## Text segment
•••
By now, you have probably seen the news that the stock market is taking a dip. There is a lot of information coming at us fast as we watch to see what happens next. We are here to answer a few of your questions.

Why is this happening?

As she finished her term as the Fed Chairman on Friday, Janet Yellen made a comment that prices are on the high end of their historical ranges. She made a point to mention that this didn’t mean that they were overpriced necessarily, but just factually at the top of those ranges.

The market responded with sell-offs, leading to this dip. Either the investor independently believes that prices are too high or is concerned that the comment made by Yellen was right. Whichever the case, this dip does not eliminate the possibility of a positive year-end.

Is this bad?

Not necessarily. It cannot be understated that market corrections are a part of normal price volatility. They are a sign of a healthy market, doing what a healthy market should do.  

How do dips like this normally play out?

Our industry tends to look for patterns in market cycles. We want to compare current environments with previous experiences. But history has proven that every correction plays out differently and every market cycle has unique characteristics. Market cycles are nearly impossible to forecast precisely.

What does it mean for me?
•••
[Stored dataset items]
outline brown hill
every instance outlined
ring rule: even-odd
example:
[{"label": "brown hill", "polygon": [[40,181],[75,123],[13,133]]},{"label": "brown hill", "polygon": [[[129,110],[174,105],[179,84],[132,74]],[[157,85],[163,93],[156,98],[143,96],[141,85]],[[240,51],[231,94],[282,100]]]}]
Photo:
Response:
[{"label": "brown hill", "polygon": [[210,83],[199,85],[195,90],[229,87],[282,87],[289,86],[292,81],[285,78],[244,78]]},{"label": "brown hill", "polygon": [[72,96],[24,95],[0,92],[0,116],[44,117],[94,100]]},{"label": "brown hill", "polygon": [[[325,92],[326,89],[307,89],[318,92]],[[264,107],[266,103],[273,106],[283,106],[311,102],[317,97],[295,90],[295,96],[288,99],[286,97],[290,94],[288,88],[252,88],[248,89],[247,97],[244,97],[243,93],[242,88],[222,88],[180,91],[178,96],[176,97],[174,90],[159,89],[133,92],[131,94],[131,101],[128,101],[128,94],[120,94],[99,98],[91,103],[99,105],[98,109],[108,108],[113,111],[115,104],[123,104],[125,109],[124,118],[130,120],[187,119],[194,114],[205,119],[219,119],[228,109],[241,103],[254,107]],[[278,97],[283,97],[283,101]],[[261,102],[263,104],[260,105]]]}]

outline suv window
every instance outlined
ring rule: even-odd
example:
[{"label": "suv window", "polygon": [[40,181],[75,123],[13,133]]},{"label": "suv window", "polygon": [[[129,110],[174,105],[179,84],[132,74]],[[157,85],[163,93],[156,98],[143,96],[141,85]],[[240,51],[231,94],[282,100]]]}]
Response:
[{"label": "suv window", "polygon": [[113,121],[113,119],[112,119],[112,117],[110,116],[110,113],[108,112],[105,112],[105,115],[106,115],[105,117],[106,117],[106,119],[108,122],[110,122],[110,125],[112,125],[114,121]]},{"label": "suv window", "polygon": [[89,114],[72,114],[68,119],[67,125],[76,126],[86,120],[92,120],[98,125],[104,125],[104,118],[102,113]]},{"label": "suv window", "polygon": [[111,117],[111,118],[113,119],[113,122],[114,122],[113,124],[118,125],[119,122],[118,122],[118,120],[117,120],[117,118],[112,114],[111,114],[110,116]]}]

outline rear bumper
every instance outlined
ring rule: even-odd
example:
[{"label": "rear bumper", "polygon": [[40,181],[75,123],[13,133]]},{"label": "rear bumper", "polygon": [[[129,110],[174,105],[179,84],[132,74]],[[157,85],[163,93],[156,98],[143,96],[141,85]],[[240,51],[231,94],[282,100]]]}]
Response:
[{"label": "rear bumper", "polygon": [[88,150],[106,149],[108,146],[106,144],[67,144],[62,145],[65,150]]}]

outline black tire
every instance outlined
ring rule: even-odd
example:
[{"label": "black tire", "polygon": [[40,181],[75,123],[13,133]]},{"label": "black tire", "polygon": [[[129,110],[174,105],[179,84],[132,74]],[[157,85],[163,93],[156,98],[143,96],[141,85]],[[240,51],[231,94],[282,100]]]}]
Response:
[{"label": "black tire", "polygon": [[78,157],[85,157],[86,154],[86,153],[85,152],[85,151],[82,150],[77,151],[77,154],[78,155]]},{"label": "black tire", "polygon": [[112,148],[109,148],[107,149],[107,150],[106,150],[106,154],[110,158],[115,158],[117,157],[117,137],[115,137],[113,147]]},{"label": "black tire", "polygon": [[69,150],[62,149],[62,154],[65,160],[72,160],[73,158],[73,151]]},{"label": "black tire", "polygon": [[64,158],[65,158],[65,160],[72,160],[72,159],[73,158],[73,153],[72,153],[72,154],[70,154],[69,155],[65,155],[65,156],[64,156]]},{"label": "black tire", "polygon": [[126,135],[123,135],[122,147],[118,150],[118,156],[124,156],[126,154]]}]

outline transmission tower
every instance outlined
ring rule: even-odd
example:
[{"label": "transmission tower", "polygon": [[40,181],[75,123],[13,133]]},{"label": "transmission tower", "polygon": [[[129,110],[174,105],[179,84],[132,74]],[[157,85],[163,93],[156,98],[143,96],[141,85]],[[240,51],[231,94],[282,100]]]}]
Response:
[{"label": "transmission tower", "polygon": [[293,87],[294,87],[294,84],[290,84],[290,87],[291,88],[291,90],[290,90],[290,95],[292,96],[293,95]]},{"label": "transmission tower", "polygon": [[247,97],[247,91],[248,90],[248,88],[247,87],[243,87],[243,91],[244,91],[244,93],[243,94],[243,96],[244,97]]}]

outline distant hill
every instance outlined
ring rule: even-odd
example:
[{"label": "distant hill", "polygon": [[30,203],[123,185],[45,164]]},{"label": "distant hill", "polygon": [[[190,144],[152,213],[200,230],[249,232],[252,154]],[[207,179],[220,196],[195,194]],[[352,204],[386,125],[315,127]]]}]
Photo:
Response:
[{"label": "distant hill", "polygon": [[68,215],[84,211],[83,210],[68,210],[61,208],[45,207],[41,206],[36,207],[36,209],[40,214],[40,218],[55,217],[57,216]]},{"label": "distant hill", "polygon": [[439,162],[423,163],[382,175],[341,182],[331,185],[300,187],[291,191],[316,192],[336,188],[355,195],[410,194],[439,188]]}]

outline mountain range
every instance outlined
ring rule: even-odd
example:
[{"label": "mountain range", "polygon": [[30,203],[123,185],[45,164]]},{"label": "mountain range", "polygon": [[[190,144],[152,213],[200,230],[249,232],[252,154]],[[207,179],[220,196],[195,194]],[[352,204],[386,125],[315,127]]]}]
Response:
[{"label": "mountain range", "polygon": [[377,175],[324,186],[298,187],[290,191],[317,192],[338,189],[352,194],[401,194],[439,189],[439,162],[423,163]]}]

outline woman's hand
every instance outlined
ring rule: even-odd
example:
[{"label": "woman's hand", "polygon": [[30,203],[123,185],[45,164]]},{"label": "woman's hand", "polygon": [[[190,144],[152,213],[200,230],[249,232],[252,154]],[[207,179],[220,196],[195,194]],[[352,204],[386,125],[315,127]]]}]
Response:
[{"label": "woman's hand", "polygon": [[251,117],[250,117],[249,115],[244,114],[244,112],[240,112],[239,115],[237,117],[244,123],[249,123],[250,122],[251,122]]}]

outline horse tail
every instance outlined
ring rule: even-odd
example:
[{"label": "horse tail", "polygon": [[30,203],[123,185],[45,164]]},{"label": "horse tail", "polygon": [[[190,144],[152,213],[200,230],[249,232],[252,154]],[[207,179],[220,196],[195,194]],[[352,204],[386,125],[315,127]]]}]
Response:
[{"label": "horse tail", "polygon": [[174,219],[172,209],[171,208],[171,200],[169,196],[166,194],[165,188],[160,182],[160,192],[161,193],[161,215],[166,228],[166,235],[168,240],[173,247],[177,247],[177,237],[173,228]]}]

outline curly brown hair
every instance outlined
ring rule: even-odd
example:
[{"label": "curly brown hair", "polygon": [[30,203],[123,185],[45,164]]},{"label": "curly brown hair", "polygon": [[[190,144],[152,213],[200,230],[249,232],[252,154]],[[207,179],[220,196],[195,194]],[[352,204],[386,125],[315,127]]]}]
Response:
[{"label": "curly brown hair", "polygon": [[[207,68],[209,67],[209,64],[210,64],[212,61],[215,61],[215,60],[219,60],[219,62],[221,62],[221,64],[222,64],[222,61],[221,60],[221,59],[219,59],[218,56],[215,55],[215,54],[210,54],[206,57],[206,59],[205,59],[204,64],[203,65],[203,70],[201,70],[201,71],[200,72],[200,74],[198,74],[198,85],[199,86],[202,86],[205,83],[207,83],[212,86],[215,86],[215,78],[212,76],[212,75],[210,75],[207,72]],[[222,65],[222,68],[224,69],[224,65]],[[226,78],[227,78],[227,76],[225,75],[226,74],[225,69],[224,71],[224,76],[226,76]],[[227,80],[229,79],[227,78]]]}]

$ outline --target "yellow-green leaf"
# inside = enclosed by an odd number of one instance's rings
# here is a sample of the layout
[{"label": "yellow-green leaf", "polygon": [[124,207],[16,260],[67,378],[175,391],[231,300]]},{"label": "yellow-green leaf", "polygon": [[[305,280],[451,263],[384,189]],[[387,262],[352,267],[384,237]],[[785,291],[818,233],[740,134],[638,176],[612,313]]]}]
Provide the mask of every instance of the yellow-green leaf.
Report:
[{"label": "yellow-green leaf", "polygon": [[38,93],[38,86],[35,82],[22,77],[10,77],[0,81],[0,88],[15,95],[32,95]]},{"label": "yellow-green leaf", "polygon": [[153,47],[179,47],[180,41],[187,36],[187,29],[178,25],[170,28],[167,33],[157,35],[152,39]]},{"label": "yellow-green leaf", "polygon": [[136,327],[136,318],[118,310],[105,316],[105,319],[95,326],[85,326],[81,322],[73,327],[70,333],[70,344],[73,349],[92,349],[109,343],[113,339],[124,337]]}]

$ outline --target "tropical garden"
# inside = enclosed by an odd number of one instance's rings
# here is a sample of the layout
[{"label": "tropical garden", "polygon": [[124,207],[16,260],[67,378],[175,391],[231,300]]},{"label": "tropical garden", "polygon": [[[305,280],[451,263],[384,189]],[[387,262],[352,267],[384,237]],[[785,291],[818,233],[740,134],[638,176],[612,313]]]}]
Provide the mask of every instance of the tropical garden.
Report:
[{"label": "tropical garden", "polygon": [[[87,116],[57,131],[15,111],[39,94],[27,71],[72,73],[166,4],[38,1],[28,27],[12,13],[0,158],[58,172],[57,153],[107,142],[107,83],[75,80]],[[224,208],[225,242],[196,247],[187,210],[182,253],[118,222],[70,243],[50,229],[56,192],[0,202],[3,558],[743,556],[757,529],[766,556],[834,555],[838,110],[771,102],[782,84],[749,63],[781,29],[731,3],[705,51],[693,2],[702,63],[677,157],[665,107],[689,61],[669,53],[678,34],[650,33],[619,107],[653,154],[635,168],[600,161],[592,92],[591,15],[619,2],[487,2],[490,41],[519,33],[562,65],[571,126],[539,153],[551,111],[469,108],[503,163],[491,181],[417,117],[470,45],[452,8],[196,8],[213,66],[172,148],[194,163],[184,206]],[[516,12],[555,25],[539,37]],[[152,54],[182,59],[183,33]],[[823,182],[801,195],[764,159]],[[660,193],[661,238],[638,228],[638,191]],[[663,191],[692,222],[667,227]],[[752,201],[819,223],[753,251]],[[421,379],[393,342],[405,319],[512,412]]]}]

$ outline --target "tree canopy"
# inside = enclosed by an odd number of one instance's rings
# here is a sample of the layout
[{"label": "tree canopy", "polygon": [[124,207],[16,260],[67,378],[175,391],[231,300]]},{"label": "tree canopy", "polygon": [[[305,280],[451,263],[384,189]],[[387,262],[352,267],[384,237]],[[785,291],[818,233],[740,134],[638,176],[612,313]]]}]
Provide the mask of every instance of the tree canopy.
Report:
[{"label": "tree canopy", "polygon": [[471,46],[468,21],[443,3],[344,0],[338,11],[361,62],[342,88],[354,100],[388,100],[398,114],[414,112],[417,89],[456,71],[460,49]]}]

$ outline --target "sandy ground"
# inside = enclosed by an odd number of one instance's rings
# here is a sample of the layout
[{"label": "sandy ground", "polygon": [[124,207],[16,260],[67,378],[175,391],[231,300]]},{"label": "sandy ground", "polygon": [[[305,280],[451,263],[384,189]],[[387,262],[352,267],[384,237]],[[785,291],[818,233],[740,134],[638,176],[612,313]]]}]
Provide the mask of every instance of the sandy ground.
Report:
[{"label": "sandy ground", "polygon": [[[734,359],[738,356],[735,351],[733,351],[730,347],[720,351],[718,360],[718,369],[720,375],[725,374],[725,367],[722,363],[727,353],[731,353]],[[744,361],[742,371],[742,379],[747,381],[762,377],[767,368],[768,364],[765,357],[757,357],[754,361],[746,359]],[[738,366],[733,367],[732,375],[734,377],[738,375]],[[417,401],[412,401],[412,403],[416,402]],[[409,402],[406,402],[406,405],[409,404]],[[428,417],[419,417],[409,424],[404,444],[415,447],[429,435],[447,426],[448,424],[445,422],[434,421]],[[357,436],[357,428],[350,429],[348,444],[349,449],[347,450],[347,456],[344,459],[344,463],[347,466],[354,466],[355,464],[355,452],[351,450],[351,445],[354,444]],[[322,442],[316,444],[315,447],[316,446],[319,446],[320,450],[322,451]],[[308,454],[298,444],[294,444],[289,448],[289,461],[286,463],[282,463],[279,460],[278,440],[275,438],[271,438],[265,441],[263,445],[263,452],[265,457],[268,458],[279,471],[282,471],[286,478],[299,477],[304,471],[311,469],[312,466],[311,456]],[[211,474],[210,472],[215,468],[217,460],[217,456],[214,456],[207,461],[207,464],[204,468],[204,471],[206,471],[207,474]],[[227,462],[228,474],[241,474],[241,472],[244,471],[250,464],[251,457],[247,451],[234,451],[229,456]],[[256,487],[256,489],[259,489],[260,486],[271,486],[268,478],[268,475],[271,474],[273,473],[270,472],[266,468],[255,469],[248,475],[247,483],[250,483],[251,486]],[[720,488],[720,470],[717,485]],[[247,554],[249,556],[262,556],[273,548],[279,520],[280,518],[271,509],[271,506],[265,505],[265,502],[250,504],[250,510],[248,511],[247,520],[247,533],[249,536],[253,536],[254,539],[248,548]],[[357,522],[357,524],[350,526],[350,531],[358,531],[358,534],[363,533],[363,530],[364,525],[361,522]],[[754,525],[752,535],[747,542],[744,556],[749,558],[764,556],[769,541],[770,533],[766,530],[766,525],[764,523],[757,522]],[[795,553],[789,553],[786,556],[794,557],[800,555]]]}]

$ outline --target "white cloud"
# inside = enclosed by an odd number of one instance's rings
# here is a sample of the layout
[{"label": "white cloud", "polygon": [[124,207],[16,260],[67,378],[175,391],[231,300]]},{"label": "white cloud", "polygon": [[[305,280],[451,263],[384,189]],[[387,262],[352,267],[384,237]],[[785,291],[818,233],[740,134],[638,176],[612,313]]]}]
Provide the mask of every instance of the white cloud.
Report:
•••
## Tasks to carry out
A - Print the part of the stock market dip article between "By now, you" and "of your questions.", inclusive.
B - Pick up the article on the stock market dip where it stops, and write what comes next.

## List of answers
A -
By now, you have probably seen the news that the stock market is taking a dip. There is a lot of information coming at us fast as we watch to see what happens next. We are here to answer a few of your questions.

B -
If you have a long-term investment strategy, short-term corrections like this are just noise, a blip on the screen. Our portfolios are designed to transition through these types of corrections safely and our investors are positioned to benefit from a healthy market over the long-term.

Should I be worried?

The short answer is probably not. But this is your money and your investment. And we know that comes with some emotions. Where you are financially invested, you are emotionally invested.

Here’s what we’ve found to be true. Over the long-term, history has shown that the market tends to provide excellent returns to patient investors.   

If I am worried, what should I do?

Talk to your advisor. Especially if you are currently retired or about to retire and are concerned about income you are taking from your portfolio. Your advisor can help you evaluate whether your strategy is being directly impacted and if any changes need to be made.